» Goal of the exercise: Copy out the entries word for word, beginning with the line that contains "Trace the outline of every instance of the <item>metal" and continuing through the line that contains "M 153 108 L", both included. Give those lines and nothing else.

- - - -

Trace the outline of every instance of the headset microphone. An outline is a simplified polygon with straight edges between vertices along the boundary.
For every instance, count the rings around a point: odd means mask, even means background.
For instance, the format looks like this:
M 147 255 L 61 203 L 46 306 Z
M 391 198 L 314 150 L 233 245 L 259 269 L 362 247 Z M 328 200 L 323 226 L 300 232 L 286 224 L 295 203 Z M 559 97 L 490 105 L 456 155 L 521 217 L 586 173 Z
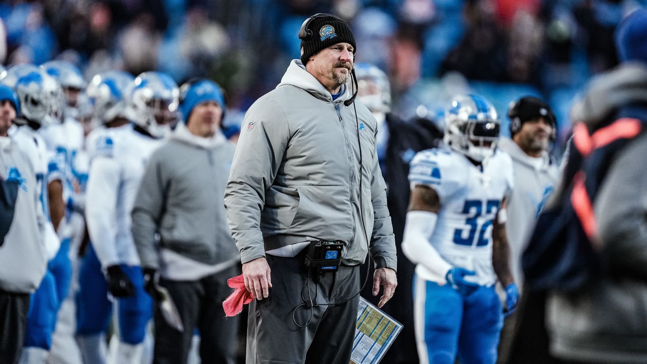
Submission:
M 345 100 L 345 101 L 344 102 L 344 104 L 346 106 L 350 106 L 351 104 L 353 104 L 353 102 L 355 100 L 355 97 L 357 97 L 357 88 L 358 87 L 358 85 L 357 84 L 357 76 L 355 76 L 355 67 L 353 67 L 353 69 L 351 70 L 351 87 L 353 85 L 353 82 L 355 82 L 355 91 L 353 93 L 353 96 L 351 96 L 351 98 L 349 98 L 348 100 Z M 356 117 L 356 115 L 355 115 L 355 116 Z

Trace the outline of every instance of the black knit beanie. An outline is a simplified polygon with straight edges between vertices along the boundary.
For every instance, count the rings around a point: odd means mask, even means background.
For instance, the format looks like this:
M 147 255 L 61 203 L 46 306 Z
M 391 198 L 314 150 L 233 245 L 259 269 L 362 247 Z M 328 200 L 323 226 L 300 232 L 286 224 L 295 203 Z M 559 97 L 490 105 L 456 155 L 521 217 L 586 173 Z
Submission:
M 302 25 L 299 38 L 301 39 L 301 62 L 304 65 L 313 54 L 333 44 L 349 43 L 353 46 L 353 54 L 357 49 L 355 37 L 348 23 L 329 14 L 320 13 L 309 17 Z

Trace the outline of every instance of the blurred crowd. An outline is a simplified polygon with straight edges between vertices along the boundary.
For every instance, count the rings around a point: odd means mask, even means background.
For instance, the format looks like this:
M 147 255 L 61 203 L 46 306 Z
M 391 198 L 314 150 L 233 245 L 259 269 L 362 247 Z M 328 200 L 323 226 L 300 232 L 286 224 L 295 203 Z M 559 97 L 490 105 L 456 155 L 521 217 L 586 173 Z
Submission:
M 642 0 L 10 0 L 0 5 L 5 65 L 63 59 L 86 77 L 107 69 L 209 76 L 244 111 L 298 58 L 294 34 L 331 12 L 357 37 L 357 61 L 391 81 L 395 111 L 435 119 L 451 95 L 549 100 L 567 128 L 571 101 L 617 63 L 613 32 Z M 3 37 L 4 38 L 4 37 Z M 457 72 L 458 73 L 457 73 Z M 231 113 L 230 117 L 236 116 Z M 238 115 L 240 117 L 240 115 Z M 505 130 L 505 128 L 503 128 Z

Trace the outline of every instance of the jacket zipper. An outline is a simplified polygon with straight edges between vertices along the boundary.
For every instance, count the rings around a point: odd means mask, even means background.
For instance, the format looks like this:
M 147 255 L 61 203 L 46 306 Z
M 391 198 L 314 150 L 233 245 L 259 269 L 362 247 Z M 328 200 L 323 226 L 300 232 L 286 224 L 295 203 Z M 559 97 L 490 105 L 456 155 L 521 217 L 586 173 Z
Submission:
M 353 169 L 353 151 L 351 150 L 351 144 L 348 141 L 348 134 L 346 133 L 346 128 L 344 127 L 344 119 L 342 118 L 342 111 L 339 109 L 338 102 L 334 104 L 334 109 L 337 111 L 337 116 L 339 117 L 339 125 L 342 127 L 342 133 L 344 134 L 344 141 L 346 144 L 346 155 L 348 156 L 348 177 L 350 182 L 348 187 L 348 203 L 350 205 L 351 207 L 351 220 L 353 223 L 353 230 L 351 231 L 353 234 L 351 237 L 351 241 L 352 242 L 355 238 L 355 210 L 353 208 L 353 181 L 355 179 L 355 172 Z M 360 171 L 360 172 L 361 173 L 361 171 Z M 360 193 L 362 193 L 361 188 L 360 189 Z M 358 201 L 359 200 L 358 200 Z M 360 209 L 361 209 L 362 207 L 360 206 Z M 349 242 L 349 243 L 350 243 L 350 242 Z M 346 249 L 346 251 L 348 251 L 347 249 Z M 345 255 L 344 254 L 343 255 Z

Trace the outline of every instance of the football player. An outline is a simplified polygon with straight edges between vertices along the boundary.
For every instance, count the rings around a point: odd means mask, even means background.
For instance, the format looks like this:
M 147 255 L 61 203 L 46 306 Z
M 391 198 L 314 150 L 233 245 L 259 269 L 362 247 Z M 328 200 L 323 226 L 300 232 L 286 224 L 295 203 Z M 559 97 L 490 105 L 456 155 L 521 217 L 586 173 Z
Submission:
M 509 266 L 505 199 L 510 156 L 496 149 L 500 123 L 485 98 L 455 97 L 446 146 L 418 153 L 402 249 L 416 264 L 414 317 L 420 362 L 494 364 L 503 314 L 518 290 Z M 495 291 L 505 287 L 502 307 Z
M 98 88 L 115 96 L 119 91 L 109 80 Z M 92 245 L 116 299 L 119 341 L 111 358 L 116 363 L 140 363 L 148 354 L 143 343 L 153 302 L 144 289 L 130 212 L 146 159 L 177 120 L 179 96 L 175 82 L 157 72 L 140 74 L 130 89 L 125 116 L 133 123 L 122 121 L 93 138 L 85 206 Z

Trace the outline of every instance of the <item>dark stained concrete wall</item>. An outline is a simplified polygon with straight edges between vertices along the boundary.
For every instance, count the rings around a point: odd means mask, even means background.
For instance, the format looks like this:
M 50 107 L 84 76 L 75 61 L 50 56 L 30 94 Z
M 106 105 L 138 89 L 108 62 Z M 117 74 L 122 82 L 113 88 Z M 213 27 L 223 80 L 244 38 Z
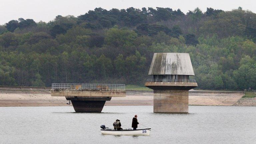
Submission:
M 101 112 L 106 101 L 110 101 L 111 97 L 66 97 L 71 100 L 75 111 L 77 112 Z

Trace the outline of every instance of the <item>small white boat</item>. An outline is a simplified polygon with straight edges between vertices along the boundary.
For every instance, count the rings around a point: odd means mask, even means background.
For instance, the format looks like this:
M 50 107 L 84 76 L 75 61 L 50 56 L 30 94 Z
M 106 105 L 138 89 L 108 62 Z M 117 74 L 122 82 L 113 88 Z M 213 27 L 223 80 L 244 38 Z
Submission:
M 112 135 L 149 135 L 151 128 L 139 129 L 133 130 L 131 129 L 116 130 L 114 129 L 105 128 L 101 129 L 100 131 L 102 134 Z

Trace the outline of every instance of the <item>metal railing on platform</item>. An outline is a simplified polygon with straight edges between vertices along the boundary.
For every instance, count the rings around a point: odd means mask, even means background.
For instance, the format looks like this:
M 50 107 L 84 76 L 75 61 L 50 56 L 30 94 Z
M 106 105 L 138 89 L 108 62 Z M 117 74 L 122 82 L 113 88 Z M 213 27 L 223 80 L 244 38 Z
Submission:
M 196 82 L 196 80 L 191 79 L 148 79 L 149 82 Z
M 125 90 L 125 85 L 123 84 L 53 83 L 53 89 L 109 90 Z

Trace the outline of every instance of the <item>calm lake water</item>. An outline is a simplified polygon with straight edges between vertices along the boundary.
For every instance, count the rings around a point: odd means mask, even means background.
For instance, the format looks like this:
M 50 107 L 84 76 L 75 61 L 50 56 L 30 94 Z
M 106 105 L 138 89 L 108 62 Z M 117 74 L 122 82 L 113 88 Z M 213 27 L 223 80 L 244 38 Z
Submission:
M 153 108 L 105 106 L 102 113 L 86 113 L 72 106 L 0 107 L 0 143 L 256 143 L 256 107 L 189 106 L 187 114 L 154 113 Z M 101 134 L 100 125 L 112 127 L 116 119 L 131 128 L 135 114 L 152 129 L 150 136 Z

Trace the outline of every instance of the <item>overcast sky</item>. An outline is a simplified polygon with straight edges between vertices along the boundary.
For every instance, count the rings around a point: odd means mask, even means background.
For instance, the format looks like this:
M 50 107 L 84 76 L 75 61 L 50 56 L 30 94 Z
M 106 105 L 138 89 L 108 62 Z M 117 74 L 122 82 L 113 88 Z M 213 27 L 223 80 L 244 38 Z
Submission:
M 109 10 L 114 8 L 125 9 L 145 7 L 170 7 L 180 9 L 184 13 L 198 7 L 204 12 L 207 7 L 231 10 L 241 6 L 243 9 L 256 12 L 256 1 L 248 0 L 0 0 L 0 25 L 19 18 L 32 19 L 36 22 L 46 22 L 57 15 L 84 14 L 89 10 L 101 7 Z

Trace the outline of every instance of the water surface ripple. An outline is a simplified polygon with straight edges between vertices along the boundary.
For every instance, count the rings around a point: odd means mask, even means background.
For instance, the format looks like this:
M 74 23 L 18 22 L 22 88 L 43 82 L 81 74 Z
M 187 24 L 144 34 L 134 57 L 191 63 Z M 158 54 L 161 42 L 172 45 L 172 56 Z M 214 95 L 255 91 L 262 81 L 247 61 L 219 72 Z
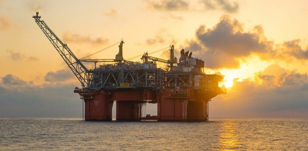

- - - -

» Response below:
Trace the outline of every instance of the <item>metal railing on platform</item>. An outline is a simplified polygon with straight edges between vertices along the boundary.
For every instance, count the rings around a point: odd means mask, even means background.
For instance, the format looks like this:
M 50 107 L 84 76 L 75 61 L 50 56 L 30 94 Z
M 106 105 L 138 89 L 108 62 Z M 117 74 L 122 82 L 113 88 Z M 213 27 L 223 80 L 244 38 Z
Submission:
M 196 82 L 196 80 L 191 79 L 148 79 L 149 82 Z
M 125 90 L 125 85 L 123 84 L 53 83 L 53 89 L 109 90 Z

Trace the outline of every instance of the <item>calm lake water</item>. An outline is a simplified polygon with straight edges between vertices along the boundary.
For every instance, count the rings around a point: odd means mask, even means background.
For instance, the format looks like this:
M 50 107 L 84 76 L 75 61 L 50 56 L 30 94 Z
M 106 105 L 138 89 L 108 62 Z M 117 74 L 122 82 L 113 88 Z M 213 27 L 223 80 L 244 38 Z
Submission:
M 153 108 L 105 106 L 102 113 L 86 113 L 72 106 L 0 107 L 0 143 L 256 143 L 256 107 L 189 106 L 187 114 L 154 113 Z M 101 134 L 100 125 L 112 127 L 116 119 L 131 128 L 135 114 L 152 129 L 150 136 Z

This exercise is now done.